Saved entries
──────────────────────────────

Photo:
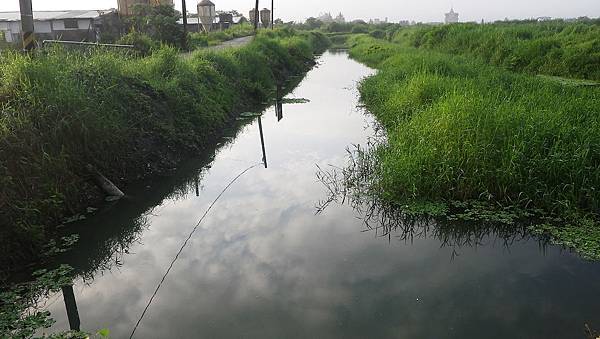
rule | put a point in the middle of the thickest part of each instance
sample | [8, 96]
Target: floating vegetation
[455, 223]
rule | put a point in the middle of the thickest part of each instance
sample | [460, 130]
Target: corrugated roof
[54, 15]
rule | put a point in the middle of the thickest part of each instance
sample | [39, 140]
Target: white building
[452, 17]
[60, 25]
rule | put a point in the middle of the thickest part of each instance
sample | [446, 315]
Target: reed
[459, 129]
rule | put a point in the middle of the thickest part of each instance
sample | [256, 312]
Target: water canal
[263, 264]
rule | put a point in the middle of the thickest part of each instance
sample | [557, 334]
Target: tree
[158, 22]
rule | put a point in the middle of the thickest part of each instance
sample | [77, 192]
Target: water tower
[265, 17]
[206, 13]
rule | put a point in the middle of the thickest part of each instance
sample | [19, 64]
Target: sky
[395, 10]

──────────────────────────────

#### REQUIREMENT
Go line by line through the data, copying each one that contains the word "sample".

#### WRITTEN RESPONSE
sample | [8, 96]
sample | [460, 130]
sample | [39, 140]
sample | [446, 315]
sample | [256, 312]
sample | [557, 334]
sample | [77, 192]
sample | [19, 64]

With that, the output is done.